EXERCISE GOAL:
Please give an exact copy of every line from the one holding "negative clicks: (1310, 389)" through the final line of the records below.

[Records from a collection]
--- START ---
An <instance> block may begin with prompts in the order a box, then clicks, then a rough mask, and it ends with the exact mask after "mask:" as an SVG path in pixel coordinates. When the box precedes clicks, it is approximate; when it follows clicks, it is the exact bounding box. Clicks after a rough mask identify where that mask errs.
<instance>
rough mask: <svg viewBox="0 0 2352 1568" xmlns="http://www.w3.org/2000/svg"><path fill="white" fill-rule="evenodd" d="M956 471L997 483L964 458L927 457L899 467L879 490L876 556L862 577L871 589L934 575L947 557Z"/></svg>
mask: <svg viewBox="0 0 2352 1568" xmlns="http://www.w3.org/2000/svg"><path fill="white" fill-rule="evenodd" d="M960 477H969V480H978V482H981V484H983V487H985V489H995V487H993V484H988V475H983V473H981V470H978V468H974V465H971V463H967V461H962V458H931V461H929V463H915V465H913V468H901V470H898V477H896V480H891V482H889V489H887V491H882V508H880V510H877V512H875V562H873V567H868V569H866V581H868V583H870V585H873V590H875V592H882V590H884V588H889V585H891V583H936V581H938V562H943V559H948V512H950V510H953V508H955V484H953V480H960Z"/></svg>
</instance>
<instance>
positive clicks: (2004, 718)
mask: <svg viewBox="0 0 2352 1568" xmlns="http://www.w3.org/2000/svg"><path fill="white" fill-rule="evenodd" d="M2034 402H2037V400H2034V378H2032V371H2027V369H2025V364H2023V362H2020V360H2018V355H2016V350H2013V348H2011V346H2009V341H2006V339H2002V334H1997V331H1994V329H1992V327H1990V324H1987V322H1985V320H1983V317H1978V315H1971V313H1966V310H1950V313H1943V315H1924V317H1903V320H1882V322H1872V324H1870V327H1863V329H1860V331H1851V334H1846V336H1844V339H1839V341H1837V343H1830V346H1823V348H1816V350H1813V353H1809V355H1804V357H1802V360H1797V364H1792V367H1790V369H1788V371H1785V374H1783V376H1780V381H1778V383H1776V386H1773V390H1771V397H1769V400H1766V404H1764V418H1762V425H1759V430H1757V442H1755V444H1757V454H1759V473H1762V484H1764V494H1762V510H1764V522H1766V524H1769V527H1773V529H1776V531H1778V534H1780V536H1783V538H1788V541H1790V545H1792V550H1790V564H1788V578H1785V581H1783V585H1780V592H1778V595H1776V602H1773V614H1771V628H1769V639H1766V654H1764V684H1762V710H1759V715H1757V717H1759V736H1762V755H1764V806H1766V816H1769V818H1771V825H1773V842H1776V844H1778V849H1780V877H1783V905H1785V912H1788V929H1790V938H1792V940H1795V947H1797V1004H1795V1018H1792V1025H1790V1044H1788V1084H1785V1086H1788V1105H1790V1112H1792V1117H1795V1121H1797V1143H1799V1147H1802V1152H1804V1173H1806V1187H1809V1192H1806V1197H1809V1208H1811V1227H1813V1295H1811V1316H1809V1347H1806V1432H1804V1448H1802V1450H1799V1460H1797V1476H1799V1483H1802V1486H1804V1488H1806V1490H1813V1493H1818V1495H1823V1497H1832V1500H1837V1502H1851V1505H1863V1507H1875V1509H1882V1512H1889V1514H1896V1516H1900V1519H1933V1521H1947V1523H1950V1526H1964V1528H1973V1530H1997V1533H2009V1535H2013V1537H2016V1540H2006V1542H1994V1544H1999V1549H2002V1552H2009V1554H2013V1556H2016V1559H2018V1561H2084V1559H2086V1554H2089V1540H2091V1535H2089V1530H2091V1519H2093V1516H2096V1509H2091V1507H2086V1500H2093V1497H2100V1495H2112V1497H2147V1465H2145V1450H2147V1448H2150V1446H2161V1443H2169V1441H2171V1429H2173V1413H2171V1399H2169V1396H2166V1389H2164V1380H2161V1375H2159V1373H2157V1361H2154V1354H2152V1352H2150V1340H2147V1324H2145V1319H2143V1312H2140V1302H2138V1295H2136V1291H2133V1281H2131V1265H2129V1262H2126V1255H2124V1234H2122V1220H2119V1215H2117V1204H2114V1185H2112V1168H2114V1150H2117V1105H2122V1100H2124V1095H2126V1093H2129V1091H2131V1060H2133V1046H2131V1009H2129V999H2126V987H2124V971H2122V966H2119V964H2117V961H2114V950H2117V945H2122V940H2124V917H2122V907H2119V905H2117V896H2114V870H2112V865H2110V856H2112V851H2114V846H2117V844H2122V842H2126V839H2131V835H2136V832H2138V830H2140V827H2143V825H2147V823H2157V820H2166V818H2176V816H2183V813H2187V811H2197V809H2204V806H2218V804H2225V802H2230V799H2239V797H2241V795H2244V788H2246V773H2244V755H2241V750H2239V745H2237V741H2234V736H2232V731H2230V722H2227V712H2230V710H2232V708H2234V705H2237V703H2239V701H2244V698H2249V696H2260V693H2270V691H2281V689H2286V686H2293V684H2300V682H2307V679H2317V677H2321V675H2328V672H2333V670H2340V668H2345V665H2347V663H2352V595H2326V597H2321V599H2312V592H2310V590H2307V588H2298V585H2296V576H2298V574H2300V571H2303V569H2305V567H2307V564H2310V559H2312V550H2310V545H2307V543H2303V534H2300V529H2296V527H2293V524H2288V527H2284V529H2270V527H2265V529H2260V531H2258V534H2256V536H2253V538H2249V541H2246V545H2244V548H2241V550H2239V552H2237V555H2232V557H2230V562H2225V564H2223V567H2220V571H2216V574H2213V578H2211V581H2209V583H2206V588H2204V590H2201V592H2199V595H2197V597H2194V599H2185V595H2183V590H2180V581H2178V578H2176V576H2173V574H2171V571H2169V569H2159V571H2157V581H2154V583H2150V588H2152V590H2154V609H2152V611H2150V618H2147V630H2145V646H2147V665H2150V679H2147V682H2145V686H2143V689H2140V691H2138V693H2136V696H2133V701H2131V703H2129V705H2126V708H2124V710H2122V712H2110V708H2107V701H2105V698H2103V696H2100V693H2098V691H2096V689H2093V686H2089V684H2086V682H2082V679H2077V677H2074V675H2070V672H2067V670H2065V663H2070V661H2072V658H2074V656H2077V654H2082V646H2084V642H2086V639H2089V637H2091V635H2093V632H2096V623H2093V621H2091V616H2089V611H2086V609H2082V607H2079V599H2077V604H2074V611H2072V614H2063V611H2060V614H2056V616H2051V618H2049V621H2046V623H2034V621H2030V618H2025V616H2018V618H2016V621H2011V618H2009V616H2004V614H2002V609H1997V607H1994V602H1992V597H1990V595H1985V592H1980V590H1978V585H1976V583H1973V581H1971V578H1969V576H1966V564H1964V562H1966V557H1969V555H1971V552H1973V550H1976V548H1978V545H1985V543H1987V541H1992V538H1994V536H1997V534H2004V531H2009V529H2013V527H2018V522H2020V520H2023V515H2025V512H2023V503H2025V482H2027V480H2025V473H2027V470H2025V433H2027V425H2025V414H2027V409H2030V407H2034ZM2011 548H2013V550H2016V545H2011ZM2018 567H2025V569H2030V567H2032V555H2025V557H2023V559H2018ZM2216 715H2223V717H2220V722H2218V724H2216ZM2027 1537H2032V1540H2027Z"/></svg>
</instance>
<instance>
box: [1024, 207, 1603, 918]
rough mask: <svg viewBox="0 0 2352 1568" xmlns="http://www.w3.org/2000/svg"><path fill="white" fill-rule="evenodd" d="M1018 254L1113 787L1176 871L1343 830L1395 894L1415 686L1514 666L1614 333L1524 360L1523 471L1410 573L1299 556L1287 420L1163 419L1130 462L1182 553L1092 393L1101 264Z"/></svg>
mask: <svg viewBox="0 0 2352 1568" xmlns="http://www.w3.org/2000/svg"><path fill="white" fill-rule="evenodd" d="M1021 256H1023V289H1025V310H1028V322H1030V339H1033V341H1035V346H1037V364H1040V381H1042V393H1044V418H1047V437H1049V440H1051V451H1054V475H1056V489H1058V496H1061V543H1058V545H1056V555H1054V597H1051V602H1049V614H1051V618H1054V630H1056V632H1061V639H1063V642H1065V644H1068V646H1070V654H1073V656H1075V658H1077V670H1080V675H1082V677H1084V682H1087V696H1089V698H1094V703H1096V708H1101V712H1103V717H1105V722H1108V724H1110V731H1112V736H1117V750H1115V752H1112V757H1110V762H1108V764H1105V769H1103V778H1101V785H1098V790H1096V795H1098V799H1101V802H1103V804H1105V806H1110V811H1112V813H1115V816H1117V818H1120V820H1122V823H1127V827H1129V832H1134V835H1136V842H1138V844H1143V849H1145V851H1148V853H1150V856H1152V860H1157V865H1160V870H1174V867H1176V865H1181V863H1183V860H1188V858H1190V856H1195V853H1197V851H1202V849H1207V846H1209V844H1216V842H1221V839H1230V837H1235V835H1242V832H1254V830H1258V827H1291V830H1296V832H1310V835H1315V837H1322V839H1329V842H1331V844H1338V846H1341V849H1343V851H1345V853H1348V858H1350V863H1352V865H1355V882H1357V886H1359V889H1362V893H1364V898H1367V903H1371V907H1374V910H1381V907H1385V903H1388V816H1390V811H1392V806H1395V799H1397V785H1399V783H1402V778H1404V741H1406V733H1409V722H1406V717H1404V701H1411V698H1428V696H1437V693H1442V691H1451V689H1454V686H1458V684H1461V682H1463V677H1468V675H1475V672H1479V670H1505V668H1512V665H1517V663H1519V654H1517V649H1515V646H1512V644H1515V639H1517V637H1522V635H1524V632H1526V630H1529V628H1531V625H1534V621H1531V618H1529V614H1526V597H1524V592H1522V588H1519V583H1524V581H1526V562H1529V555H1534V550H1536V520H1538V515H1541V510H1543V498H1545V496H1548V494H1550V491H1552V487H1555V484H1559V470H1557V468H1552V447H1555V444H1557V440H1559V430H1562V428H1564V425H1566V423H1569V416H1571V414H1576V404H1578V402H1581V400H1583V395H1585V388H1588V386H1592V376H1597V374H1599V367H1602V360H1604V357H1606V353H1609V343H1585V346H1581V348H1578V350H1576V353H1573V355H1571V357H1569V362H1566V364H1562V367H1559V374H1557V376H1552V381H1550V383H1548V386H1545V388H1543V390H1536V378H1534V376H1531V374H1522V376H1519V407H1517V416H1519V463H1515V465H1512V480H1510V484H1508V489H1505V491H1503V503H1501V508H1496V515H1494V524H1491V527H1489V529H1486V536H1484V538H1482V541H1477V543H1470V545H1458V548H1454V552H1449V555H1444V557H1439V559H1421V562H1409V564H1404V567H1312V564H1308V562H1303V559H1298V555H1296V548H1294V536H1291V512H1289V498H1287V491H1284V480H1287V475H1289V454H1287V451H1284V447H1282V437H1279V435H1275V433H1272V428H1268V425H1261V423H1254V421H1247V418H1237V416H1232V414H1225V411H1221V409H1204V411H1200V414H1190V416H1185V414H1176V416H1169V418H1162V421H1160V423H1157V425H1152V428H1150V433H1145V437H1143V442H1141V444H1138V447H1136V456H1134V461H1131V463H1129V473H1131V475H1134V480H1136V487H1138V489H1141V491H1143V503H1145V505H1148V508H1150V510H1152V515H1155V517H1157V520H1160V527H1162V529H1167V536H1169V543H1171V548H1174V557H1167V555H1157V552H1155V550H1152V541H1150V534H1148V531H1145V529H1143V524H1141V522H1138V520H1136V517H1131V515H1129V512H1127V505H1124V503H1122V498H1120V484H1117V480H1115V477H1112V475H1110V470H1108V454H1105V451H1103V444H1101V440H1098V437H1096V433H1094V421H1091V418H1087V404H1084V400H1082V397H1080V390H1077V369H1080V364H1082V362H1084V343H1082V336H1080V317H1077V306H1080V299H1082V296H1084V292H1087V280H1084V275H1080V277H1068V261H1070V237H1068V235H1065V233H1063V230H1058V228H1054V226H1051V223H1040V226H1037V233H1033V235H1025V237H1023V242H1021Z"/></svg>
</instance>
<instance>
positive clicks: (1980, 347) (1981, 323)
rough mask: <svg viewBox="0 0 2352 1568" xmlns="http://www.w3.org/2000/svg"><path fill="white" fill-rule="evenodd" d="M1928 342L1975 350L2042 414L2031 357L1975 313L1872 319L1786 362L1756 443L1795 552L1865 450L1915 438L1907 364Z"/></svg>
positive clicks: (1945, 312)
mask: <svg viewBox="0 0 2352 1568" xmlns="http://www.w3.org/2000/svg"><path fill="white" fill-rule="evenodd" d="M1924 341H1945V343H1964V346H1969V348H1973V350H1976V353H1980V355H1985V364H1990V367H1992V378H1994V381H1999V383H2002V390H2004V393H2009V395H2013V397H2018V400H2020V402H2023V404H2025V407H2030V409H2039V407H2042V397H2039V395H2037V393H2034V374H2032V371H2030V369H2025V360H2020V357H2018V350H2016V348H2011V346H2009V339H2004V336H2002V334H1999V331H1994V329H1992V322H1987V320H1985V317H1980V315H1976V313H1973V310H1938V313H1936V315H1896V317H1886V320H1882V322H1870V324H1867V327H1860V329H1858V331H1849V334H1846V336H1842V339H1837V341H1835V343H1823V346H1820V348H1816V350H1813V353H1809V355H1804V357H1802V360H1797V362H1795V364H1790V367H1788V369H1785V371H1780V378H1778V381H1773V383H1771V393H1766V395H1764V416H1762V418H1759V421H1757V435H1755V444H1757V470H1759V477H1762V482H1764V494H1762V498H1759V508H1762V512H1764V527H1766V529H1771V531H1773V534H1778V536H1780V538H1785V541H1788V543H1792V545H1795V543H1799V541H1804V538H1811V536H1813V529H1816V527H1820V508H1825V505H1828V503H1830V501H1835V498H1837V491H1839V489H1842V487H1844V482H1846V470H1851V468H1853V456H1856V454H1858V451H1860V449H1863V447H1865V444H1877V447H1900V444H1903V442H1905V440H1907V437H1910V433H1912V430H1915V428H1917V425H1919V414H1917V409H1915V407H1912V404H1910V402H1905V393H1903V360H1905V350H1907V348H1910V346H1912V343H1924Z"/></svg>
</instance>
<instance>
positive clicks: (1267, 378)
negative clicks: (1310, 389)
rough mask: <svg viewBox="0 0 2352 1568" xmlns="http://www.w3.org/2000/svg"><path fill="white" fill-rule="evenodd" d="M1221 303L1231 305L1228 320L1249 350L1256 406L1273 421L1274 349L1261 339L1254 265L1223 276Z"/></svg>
--- END ---
TASK ANSWER:
negative clicks: (1310, 389)
rough mask: <svg viewBox="0 0 2352 1568" xmlns="http://www.w3.org/2000/svg"><path fill="white" fill-rule="evenodd" d="M1221 303L1231 305L1228 320L1249 350L1256 406L1273 421L1274 349L1261 339L1254 265L1223 276Z"/></svg>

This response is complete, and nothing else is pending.